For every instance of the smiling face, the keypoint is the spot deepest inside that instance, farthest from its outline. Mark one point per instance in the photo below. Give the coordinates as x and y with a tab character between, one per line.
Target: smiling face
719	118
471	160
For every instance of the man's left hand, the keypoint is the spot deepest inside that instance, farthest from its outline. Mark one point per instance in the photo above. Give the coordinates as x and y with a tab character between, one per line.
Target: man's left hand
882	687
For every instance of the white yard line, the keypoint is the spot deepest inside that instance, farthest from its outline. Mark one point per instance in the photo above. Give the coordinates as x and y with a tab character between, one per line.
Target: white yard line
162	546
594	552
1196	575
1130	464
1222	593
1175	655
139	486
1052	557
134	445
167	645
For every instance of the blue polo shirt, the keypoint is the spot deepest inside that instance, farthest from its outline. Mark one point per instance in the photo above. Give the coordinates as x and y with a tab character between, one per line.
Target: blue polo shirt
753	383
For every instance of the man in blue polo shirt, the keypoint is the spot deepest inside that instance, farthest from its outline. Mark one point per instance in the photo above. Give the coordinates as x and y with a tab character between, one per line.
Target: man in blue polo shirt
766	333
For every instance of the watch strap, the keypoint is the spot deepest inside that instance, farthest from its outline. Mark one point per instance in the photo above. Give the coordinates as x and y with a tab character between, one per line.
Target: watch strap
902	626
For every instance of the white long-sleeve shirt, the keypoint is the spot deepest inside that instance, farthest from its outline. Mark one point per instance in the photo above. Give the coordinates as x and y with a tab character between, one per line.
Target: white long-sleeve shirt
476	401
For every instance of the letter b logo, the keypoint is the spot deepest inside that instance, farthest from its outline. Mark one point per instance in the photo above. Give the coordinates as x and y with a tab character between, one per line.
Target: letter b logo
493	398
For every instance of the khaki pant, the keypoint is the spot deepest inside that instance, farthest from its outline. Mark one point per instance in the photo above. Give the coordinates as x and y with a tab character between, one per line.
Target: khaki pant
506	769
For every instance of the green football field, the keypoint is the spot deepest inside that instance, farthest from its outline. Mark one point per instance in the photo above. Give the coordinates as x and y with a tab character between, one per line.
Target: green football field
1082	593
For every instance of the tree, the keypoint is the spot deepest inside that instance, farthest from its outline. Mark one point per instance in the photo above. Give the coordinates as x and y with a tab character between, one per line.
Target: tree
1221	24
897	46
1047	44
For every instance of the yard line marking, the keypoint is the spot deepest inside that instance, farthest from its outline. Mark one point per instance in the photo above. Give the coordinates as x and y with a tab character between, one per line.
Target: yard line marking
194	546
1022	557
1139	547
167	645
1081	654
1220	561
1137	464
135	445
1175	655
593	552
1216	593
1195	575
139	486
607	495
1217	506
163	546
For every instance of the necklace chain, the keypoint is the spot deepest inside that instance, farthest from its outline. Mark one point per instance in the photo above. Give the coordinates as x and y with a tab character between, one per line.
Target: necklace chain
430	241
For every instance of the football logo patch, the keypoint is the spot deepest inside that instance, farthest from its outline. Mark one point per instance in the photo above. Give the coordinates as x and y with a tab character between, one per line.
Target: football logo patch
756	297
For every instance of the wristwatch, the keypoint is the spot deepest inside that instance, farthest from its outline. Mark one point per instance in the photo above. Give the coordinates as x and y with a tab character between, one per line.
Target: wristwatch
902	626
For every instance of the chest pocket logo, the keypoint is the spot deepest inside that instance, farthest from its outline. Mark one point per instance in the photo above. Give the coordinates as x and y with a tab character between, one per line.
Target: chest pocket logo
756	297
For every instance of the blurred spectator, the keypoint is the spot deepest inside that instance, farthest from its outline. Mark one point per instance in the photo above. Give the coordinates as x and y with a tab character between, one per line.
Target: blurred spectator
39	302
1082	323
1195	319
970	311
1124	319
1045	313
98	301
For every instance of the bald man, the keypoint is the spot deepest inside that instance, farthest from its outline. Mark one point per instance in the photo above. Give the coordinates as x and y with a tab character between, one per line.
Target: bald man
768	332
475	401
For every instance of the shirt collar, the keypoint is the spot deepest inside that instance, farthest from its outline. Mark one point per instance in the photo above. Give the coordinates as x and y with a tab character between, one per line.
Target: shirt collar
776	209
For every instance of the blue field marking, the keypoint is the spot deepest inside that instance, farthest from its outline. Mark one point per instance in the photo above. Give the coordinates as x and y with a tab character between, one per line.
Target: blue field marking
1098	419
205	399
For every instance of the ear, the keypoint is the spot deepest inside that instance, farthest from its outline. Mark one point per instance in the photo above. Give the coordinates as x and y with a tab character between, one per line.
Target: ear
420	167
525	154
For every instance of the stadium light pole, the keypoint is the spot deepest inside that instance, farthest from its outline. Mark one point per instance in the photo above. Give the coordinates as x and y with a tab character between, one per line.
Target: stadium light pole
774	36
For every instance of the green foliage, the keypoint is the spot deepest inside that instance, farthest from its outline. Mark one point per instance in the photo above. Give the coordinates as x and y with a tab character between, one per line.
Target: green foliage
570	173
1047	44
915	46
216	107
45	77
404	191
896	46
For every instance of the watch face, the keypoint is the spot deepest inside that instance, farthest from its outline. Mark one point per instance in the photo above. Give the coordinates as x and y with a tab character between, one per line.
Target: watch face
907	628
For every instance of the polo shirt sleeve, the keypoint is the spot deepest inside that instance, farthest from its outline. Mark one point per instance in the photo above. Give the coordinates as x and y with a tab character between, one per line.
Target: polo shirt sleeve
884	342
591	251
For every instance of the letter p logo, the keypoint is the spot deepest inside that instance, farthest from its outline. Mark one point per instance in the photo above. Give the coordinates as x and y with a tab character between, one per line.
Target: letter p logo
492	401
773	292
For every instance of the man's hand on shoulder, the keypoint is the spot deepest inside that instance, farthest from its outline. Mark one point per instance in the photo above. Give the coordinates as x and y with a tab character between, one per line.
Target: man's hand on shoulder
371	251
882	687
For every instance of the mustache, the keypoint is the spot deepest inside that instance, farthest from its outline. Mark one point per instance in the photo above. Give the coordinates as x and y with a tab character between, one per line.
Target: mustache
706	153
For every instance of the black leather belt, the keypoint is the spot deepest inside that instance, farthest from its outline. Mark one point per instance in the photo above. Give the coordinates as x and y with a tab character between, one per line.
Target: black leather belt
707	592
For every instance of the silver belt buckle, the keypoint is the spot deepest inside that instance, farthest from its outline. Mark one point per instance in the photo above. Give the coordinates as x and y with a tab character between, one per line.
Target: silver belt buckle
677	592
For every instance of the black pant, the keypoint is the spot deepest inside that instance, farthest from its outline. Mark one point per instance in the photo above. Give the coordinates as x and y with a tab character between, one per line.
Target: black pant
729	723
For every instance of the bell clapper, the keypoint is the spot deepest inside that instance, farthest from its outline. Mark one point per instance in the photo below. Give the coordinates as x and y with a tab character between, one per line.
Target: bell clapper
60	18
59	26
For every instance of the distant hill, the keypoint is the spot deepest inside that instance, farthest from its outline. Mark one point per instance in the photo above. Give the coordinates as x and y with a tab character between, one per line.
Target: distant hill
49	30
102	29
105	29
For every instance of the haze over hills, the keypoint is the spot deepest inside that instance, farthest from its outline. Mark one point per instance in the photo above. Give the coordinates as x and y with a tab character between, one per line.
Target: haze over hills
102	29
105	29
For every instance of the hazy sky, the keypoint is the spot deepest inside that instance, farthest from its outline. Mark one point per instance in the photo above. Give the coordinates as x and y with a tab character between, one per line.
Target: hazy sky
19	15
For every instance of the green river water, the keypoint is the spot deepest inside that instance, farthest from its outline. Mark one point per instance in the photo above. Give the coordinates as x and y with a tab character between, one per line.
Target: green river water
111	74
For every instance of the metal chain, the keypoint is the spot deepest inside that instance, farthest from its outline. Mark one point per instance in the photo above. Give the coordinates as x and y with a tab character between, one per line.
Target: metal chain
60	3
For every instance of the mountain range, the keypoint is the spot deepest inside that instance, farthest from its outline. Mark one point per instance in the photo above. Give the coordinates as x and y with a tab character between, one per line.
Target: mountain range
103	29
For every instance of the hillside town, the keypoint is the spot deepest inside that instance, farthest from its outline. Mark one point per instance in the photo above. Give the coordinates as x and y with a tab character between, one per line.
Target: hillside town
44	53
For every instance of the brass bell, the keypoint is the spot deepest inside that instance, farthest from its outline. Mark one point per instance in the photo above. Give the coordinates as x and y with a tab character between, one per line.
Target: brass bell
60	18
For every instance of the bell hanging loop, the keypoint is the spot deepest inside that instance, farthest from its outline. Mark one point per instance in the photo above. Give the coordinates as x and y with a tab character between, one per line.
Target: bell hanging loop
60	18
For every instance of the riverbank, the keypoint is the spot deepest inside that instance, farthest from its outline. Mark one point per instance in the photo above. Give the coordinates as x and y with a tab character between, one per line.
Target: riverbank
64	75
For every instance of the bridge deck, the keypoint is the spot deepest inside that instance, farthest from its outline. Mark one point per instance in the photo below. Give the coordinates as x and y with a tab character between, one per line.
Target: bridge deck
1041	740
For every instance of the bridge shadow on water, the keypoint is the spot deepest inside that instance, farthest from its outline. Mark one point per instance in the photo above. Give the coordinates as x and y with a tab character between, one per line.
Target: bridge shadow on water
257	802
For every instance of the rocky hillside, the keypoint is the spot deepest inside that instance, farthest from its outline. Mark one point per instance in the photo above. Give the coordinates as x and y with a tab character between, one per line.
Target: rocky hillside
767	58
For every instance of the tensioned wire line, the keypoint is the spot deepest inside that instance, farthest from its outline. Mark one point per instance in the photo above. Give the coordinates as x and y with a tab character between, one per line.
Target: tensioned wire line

+ + + +

Rewrite the listing lines from the one containing "For every instance of the man's left" through the one containing "Target: man's left hand", inclusive, changing "left hand" to "right hand" and leaving everything else as it is. Give only those lines.

For every instance of the man's right hand, the keypoint is the spot deepest inside that instance, farthest from its outline. Mark one point per instance in the photo above. Give the coordinates as x and y with a tab character between, one per line.
Target: man's right hand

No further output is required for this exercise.